» Exercise goal
Copy the records exactly, every one of them.

Collected data entries:
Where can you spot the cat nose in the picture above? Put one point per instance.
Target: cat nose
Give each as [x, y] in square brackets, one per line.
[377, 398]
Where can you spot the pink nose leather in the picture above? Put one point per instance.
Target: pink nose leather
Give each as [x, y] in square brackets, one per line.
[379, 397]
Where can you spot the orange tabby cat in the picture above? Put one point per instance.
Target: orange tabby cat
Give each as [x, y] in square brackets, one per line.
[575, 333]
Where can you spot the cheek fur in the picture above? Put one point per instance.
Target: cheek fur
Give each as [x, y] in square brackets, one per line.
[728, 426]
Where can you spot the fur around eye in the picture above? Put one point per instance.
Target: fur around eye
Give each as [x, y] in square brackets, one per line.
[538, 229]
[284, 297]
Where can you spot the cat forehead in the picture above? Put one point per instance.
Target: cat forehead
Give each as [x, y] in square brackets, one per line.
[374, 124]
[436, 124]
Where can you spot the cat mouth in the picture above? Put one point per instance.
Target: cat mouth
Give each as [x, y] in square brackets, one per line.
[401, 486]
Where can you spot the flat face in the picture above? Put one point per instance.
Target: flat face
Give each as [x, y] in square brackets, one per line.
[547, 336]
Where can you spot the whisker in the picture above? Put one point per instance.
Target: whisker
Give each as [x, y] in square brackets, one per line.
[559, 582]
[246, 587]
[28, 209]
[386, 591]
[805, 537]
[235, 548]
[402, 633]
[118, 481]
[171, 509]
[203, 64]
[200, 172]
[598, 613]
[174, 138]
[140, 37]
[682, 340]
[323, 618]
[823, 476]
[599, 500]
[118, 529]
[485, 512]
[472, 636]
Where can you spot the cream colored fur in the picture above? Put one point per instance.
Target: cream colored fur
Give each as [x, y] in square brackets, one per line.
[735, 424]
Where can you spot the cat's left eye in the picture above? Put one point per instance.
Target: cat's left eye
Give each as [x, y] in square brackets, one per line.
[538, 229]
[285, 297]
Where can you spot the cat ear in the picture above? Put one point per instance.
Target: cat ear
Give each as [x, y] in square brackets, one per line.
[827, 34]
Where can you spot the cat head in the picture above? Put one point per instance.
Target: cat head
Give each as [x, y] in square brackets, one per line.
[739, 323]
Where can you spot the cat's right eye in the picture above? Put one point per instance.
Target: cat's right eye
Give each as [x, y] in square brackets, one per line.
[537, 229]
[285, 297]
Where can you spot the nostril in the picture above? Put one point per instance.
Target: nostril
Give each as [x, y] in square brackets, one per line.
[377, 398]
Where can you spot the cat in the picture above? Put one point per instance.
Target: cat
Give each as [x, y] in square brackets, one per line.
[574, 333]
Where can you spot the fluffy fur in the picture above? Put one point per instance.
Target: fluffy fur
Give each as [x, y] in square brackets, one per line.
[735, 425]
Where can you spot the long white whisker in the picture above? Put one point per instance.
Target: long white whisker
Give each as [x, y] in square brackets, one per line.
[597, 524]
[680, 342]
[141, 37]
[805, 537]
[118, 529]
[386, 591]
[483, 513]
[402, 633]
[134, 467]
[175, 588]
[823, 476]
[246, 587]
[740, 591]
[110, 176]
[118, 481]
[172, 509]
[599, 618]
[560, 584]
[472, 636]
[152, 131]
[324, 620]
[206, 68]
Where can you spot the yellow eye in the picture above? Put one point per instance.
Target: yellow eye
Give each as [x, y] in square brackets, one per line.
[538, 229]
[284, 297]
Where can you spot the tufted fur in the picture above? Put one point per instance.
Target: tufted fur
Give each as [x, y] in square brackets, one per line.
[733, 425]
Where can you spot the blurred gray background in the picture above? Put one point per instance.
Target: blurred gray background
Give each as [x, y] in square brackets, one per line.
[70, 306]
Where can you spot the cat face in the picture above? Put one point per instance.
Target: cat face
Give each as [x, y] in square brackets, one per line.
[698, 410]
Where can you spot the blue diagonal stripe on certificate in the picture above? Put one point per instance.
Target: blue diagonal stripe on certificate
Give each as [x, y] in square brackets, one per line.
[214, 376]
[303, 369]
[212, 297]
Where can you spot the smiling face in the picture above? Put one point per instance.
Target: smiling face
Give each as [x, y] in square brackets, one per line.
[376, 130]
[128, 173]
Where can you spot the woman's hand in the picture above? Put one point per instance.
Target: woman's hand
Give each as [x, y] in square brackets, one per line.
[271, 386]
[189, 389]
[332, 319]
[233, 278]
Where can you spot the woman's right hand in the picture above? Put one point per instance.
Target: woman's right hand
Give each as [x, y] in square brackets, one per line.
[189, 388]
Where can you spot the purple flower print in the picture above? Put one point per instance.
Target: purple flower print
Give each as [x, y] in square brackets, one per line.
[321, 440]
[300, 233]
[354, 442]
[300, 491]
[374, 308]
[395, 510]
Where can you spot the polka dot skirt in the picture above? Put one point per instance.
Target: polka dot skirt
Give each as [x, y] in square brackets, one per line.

» The completed task
Where can you spot the cat nose in the picture above? Put one point per instance.
Target: cat nose
Give each as [x, y] in square brackets, one per line.
[377, 398]
Where can you spot the pink nose leather in the picture above? Put one point per instance.
Target: pink nose leather
Give each as [x, y] in square brackets, one per line.
[379, 397]
Where can you spot the orange tabby cat in the picture above? Put one point per instance.
Target: orange tabby cat
Give each as [x, y] in square brackets, one per line.
[575, 333]
Where can you spot the cheek fur in the picture above? Put one point per instance.
Target: cheek fur
Give each as [x, y] in square brackets, one per line.
[728, 426]
Where can you spot the fur around eye in the picture above? Put one point per instance.
Target: fur around eye
Give each as [x, y] in square brackets, one per line.
[538, 229]
[284, 297]
Where can you spot the cat forehead in the picture above? Put one point per instance.
Target: cat forehead
Give each as [x, y] in square brackets, one per line.
[374, 124]
[436, 124]
Where can you spot the cat mouth in the picture above? Put one point per instance.
Target: cat mouth
Give each as [x, y] in square brackets, one per line.
[401, 486]
Where can you spot the flat face in the picture above? Put one point per instance.
Target: flat face
Give each as [x, y] in square brackets, one per line.
[547, 336]
Where can you spot the whisker in the picture above? Put one point per instance.
Target: whisker
Give each as [x, y] in square brackets, one per line.
[559, 582]
[246, 587]
[28, 209]
[386, 591]
[805, 537]
[235, 548]
[402, 633]
[118, 481]
[171, 509]
[203, 64]
[200, 172]
[598, 613]
[174, 138]
[140, 37]
[682, 340]
[323, 618]
[823, 476]
[599, 500]
[118, 529]
[485, 512]
[472, 636]
Where can you spot the cream colored fur in the picture above? Put one point per instance.
Target: cream colored fur
Give each as [x, y] in square brackets, one per line.
[735, 424]
Where can you spot the cat's left eye in the picture above? Put one point per instance.
Target: cat's left eye
Give each as [x, y] in square brackets, one per line.
[538, 229]
[285, 297]
Where can you spot the cat ear in the picture above? Put one point per instance.
Target: cat ear
Give each as [x, y] in square brackets, one per line.
[827, 34]
Where can you spot the cat head in the picture above? Put one point per instance.
Target: cat head
Give each as [x, y] in square brackets, one per line.
[739, 323]
Where can you spot the cat's right eye in the picture above? Put one point per instance.
Target: cat's right eye
Give each as [x, y] in square brackets, one per line.
[537, 229]
[285, 297]
Where can you spot the nostril in the picture above? Put one point per instance.
Target: nostril
Give each as [x, y] in square brackets, one per line.
[377, 398]
Where can you spot the cat in the picture above? Put one point per instance.
Target: cat
Give each as [x, y] in square brackets, one per line.
[574, 333]
Where can you spot the fluffy fur in the picture above? Put one point per instance.
Target: fluffy fur
Give each as [x, y] in square brackets, one per line.
[735, 425]
Where can you spot the long white whisker in the picture above? Put one point per instance.
Target: long white whisker
Give each as [x, y] in square brackets, one per line.
[597, 524]
[680, 342]
[141, 37]
[805, 537]
[118, 529]
[386, 591]
[483, 513]
[402, 633]
[134, 467]
[175, 588]
[823, 476]
[246, 587]
[740, 591]
[110, 176]
[118, 481]
[172, 509]
[599, 618]
[560, 584]
[472, 636]
[152, 131]
[324, 620]
[206, 68]
Where can you spot the yellow eye in the picture above? Put one point per instance.
Target: yellow eye
Give each as [x, y] in square brackets, one per line.
[538, 229]
[284, 297]
Where can you spot the tufted fur in the picture above? Put one point per instance.
Target: tufted fur
Give each as [x, y] in square brackets, one per line.
[733, 425]
Where can you spot the blurred gray background in the picture above? Put one point per instance.
Target: blurred gray background
Give each as [x, y] in square brackets, one per line.
[70, 306]
Where can you spot the cat face in the picture above? Put one point per instance.
Target: cat face
Give each as [x, y] in square brackets, one per line.
[698, 410]
Where can you spot the blue diagonal stripe on certificate in the picture above? Put one point per instance.
Target: blue diagonal stripe on certificate
Give each as [x, y] in square brackets, one per line.
[214, 376]
[303, 369]
[212, 297]
Where can you spot the smiling face in the picture above? Put one point per instance.
Target: smiling face
Give each as [x, y] in square brackets, one per line.
[376, 130]
[128, 173]
Where can you spot the woman's hand in the picture above? Put one point per instance.
Target: woman's hand
Give each as [x, y] in square brackets, one per line.
[271, 386]
[189, 389]
[332, 319]
[233, 278]
Where can you spot the woman's right hand in the picture above? Put one point per instance.
Target: woman's right hand
Give each as [x, y] in square brackets, one per line.
[189, 388]
Where can you spot the purple flower print in the picture above? Put one point per instance.
Target: purple flower print
Give each as [x, y] in square brackets, one per line.
[321, 440]
[300, 233]
[354, 442]
[300, 491]
[374, 308]
[395, 510]
Where can you spot the polka dot skirt in the picture above? Put one point per instance.
Target: polka dot skirt
Give each as [x, y] in square brackets, one per line.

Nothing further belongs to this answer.